**What is expected**
Of all the lines below, return only those starting with the line holding "Target: fence post" and going on through the line holding "Target: tree trunk", exactly as written.

**Data shown**
****************************************

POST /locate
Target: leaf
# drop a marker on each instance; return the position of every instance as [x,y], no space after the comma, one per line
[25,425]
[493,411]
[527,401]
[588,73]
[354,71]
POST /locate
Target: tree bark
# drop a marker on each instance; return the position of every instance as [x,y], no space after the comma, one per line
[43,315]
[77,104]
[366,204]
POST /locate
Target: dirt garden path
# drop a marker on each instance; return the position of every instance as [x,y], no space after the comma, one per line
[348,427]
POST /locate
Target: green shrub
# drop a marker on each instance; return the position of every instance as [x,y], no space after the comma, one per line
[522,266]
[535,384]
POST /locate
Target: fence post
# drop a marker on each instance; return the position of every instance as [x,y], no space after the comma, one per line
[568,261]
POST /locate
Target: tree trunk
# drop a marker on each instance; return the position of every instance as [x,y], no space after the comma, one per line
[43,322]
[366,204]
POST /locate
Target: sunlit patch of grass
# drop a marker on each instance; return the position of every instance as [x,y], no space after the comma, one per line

****************************************

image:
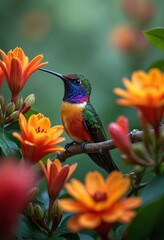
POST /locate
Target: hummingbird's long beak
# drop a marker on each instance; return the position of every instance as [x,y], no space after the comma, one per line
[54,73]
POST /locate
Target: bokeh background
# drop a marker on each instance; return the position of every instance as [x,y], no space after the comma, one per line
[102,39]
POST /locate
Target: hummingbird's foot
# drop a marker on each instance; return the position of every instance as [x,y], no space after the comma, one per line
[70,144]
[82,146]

****************************************

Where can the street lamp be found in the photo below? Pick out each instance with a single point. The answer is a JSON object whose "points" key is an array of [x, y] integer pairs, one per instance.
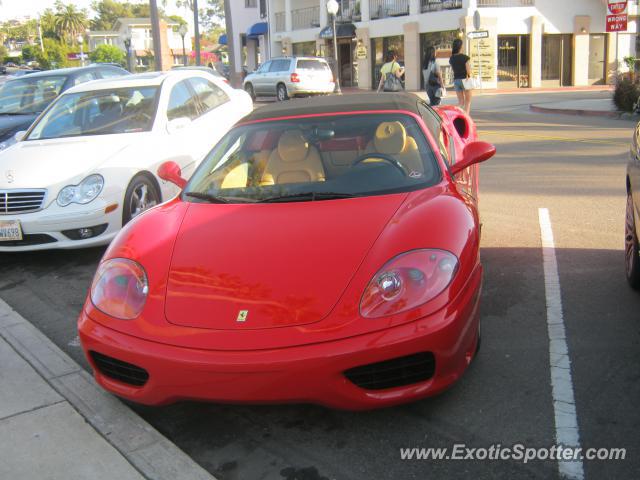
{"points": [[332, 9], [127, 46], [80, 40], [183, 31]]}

****************************************

**Result for this task**
Target: fence post
# drop a marker on each instance; return the position of every instance as [x,y], no space after the comma, one per line
[568,261]
POST /locate
Target: tree trunk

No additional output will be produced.